BAB IV RENCANA KERJA DAN ORGANISASI PELAKSANA PEKERJAAN 4.1.
Program Kerja
Proses perencanaan dilakukan selama 30 (tiga puluh) hari kalender. Untuk dapat bekerja dengan koordinasi yang baik, konsultan perencana membuat program kerja yang terdiri dari daftar pekerjaan yang yang tersusun sesuai dengan waktu pengerjaannya. Program kerja perencanaan ini terdiri dari enam tahap, yaitu tahap pendahuluan, tahap pengumpulan data dan informasi, tahap analisa dan evaluasi data, tahap perencanaan teknis dan detail, dan tahap akhir. 4.1.1 Tahap Pendahuluan
Tahap pendahuluan dimulai dari keluarnya Surat Perintah Mulai Kerja (SPMK) dari owner/Pengguna Jasa. Dalam tahapan ini, dimulai pekerjaan-pekerjaan awal serta survey pendahuluan. Adapun kegiatan yang dilakukan dalam tahapan ini adalah:
Administrasi Proyek
Studi Literatur
Mobilisasi Personil
Penyusunan Rencana Kerja
Persiapan Fasilitas di Lapangan
Survey Pendahuluan
Laporan Pendahuluan
4.1.2 Tahap Pengumpulan Data dan Innformasi
Tahap pengumpulan data secara garis besar adalah dilakukannya survey-survey lapangan, seperti survey topografi dan bathimetri. Selain itu dalam tahapan ini dilakukan penentuan alternative desain. Adapun kegiatan yang dilakukan dalam tahapan ini adalah:
Survey Topografi
Survey Hidrologi
Pengukuran Arus dan Penyelidikan Sedimen
Survey Penyelidikan Tanah
Pemeriksaan Sumber Material
Laporan Hasil Survey
4.1.3 Tahap Analisa dan Evaluasi Data
Dalam tahapan ini dimulai proses pembuatan konsep desain, dan setelah konsep desain mendapatkan persetujuan dari pengguna jasa dilanjutkan ke pengembangan desain. Adapun hal-hal yang direncanakan dalam tahapan ini antara lain:
Kompilasi dan analisa data hasil survey
Pemilihan alternatif desain
Estimasi biaya
Gambar pengembangan rencana
Draf Uraian konsep rencana dan perhitungan-perhitungan Teknis
Draft RAB & Draft rencana kerja dan syarat-syarat (RKS)

BAHAN YANG DIBERIKAN >>

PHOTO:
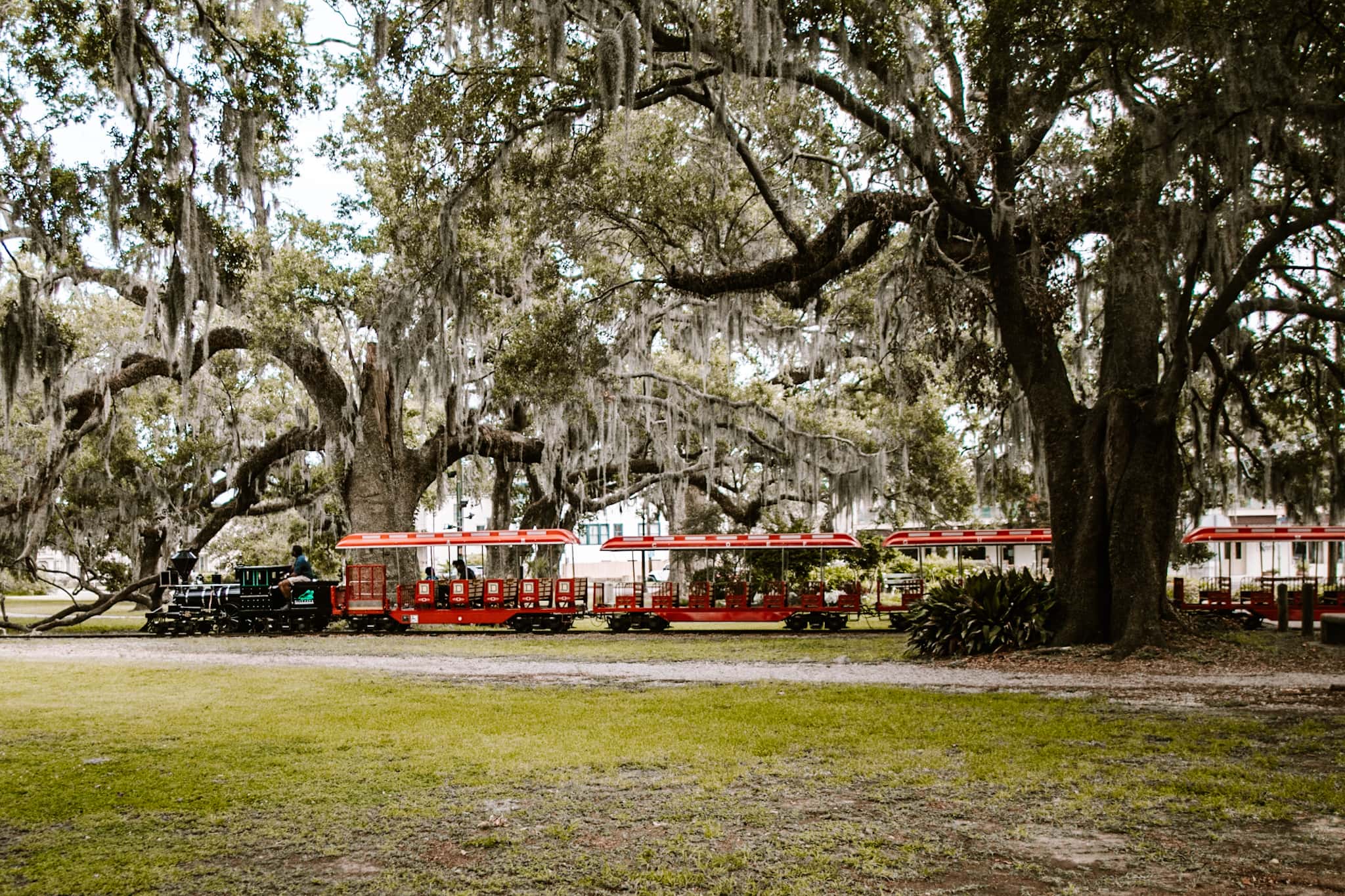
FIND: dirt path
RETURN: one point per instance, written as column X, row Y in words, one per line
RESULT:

TUGAS ANDA >>
Berdasarkan teks tentang rencana kerja perencanaan, jelaskan dalam satu sampai tiga kalimat mengapa konsultan perencana membuat program kerja dan apa isi program kerja tersebut.

JAWABAN BENAR >>
Konsultan perencana membuat program kerja agar dapat bekerja dengan koordinasi yang baik. Program kerja itu berisi daftar pekerjaan yang tersusun sesuai dengan waktu pengerjaannya.